# About this task:
When checking the entries below, count every line with the word "helmet", then give only that number.

# Records for processing:
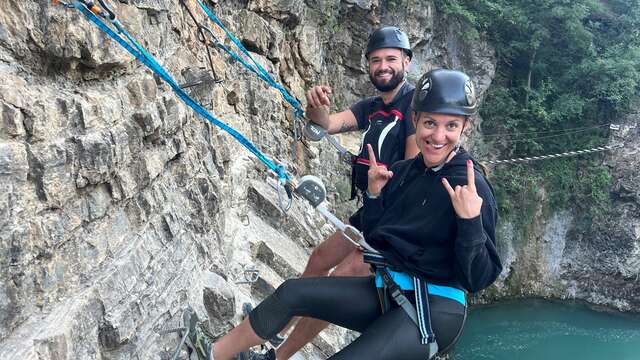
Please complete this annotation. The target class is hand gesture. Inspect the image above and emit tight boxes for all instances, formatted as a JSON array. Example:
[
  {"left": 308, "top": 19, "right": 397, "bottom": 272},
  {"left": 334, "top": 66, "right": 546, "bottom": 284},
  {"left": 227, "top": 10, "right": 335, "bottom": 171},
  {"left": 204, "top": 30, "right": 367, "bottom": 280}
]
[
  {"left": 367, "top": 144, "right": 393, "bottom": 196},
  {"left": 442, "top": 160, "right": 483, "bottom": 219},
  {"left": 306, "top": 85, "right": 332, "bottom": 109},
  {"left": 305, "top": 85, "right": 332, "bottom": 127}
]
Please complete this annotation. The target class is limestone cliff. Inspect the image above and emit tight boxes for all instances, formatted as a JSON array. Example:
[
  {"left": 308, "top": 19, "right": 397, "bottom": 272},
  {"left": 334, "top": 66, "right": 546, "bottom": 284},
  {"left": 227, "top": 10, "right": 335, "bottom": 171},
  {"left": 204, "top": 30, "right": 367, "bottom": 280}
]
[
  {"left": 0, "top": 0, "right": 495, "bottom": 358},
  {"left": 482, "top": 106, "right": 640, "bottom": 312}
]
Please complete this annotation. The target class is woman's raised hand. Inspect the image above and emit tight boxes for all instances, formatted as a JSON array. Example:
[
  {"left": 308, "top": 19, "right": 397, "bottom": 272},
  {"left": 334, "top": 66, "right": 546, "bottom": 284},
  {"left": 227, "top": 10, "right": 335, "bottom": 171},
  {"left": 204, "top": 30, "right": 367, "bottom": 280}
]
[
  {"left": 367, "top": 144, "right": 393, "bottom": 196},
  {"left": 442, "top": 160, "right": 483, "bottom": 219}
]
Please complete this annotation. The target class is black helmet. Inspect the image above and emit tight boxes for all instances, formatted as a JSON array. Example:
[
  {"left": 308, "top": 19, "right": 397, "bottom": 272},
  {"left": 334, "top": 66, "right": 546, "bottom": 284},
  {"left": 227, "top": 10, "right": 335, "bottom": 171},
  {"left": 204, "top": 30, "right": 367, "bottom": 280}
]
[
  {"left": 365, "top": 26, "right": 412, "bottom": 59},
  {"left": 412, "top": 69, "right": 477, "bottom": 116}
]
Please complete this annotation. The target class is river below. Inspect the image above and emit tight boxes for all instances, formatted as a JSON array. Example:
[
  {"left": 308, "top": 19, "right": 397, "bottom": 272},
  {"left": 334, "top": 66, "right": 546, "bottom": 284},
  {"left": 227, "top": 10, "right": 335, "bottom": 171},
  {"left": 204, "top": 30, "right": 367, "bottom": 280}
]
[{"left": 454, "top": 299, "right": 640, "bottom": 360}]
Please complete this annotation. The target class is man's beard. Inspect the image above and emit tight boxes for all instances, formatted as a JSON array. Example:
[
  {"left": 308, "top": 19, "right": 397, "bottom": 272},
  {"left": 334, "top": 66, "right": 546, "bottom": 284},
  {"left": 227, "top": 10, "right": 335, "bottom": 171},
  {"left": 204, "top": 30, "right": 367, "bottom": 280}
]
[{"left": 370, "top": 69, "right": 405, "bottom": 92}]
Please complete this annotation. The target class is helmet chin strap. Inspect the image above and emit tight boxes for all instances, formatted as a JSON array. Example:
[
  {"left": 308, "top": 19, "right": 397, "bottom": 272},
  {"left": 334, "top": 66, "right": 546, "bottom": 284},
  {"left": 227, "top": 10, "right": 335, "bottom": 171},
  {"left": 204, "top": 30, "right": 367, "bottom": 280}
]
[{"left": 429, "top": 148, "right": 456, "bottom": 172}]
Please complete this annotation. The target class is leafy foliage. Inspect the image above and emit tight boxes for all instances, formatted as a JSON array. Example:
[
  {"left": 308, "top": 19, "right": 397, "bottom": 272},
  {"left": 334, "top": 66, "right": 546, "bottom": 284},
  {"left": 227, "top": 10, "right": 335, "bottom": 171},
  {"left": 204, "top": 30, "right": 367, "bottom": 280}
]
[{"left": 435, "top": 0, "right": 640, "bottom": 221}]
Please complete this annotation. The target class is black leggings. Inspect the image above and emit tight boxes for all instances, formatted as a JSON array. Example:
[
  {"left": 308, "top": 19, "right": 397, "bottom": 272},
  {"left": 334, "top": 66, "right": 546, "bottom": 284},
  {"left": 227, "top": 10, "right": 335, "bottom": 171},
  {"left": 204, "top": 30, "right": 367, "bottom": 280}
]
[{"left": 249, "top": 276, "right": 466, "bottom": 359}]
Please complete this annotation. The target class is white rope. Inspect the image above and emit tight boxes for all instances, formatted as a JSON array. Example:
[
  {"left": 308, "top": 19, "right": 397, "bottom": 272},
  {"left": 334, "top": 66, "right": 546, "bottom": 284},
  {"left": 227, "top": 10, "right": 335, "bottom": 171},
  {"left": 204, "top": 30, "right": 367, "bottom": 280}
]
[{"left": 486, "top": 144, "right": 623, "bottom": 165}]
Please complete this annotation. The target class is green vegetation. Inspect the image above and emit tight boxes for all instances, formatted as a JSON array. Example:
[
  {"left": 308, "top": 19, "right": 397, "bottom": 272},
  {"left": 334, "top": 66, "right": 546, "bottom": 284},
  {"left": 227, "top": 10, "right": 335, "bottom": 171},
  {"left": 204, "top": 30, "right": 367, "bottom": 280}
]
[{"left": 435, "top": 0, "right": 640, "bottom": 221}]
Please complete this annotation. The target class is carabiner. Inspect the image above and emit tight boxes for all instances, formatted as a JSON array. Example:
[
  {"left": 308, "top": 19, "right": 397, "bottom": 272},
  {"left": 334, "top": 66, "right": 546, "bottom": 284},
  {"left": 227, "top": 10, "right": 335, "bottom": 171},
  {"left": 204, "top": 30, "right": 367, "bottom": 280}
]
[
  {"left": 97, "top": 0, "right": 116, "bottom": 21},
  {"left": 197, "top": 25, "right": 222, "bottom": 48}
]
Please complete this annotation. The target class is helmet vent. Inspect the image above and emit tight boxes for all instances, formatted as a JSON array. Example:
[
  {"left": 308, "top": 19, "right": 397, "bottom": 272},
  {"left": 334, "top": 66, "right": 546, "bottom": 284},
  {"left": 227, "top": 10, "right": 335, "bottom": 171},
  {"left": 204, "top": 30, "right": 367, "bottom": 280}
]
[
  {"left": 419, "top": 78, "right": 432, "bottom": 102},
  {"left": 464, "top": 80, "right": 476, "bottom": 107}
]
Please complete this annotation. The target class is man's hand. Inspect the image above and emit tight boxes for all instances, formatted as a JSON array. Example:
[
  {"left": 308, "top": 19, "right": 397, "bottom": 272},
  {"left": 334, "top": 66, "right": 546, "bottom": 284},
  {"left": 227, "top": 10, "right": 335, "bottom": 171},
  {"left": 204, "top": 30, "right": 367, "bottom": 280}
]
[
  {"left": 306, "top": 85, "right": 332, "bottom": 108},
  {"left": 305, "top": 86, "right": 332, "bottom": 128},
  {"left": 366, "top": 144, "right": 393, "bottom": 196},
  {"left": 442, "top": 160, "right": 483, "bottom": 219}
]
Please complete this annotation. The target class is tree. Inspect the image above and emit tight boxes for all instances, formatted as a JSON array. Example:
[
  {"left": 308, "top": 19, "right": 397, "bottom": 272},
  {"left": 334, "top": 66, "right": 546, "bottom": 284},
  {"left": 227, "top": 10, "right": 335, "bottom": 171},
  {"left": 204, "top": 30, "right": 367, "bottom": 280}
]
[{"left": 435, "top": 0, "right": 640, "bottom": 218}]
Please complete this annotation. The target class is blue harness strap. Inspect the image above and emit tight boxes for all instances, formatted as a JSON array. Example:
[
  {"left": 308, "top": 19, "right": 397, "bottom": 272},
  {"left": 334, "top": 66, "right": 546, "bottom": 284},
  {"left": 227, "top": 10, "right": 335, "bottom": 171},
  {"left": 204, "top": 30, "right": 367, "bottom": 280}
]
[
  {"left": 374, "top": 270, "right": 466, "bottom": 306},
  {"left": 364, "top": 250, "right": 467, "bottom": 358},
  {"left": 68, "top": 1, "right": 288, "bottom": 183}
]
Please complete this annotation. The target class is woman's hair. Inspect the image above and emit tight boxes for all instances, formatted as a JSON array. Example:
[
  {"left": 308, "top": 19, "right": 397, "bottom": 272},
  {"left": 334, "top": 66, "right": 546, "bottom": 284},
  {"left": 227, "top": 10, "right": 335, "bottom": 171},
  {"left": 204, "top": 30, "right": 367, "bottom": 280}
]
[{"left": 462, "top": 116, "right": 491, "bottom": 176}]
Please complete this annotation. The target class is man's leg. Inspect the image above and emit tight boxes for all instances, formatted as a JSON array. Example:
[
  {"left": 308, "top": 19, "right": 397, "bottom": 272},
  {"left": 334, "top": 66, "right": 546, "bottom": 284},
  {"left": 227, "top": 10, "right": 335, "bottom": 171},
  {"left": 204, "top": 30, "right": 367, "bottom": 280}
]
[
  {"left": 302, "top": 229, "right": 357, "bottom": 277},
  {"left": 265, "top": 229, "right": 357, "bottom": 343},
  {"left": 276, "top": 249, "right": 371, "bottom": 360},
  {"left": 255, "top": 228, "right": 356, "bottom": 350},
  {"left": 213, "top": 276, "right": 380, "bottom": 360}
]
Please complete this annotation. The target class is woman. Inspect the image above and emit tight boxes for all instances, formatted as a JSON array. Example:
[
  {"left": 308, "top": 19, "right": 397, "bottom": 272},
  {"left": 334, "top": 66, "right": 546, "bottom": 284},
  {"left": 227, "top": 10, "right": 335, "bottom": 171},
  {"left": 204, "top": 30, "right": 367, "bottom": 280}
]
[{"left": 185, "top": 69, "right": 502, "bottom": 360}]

==

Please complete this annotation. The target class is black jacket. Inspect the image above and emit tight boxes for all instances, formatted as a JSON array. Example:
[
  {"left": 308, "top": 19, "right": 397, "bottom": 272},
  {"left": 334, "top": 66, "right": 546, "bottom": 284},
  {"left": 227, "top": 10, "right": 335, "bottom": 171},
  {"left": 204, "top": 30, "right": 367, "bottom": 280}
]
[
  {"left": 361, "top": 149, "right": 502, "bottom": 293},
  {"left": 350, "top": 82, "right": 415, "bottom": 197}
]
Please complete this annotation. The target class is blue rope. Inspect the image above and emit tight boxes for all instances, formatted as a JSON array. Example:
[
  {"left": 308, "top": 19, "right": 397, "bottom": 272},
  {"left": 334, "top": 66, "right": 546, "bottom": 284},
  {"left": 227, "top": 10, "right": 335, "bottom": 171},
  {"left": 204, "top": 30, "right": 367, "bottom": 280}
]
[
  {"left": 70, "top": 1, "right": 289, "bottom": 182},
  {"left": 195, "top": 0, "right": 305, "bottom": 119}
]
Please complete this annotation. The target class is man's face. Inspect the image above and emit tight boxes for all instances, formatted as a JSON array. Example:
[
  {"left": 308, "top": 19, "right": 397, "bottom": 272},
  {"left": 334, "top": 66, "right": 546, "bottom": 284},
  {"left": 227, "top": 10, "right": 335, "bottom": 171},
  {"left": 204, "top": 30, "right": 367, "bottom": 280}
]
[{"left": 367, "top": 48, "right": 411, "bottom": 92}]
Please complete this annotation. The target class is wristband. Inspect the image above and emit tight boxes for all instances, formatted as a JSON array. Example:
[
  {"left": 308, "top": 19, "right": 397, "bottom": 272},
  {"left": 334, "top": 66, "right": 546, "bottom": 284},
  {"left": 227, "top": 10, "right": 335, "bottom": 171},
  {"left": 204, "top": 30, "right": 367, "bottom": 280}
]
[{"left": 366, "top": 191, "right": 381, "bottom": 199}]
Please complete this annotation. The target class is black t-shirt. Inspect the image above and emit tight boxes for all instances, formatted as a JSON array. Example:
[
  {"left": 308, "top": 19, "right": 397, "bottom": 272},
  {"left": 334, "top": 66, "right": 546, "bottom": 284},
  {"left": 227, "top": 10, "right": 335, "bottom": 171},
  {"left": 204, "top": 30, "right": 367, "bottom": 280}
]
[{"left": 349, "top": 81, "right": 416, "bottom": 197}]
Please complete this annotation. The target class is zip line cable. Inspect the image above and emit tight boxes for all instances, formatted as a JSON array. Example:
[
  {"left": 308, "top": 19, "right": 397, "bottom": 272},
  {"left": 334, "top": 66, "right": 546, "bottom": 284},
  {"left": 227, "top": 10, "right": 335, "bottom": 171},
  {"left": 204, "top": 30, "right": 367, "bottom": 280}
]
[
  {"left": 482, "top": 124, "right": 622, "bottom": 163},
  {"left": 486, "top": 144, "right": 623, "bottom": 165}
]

# Answer for this exercise:
3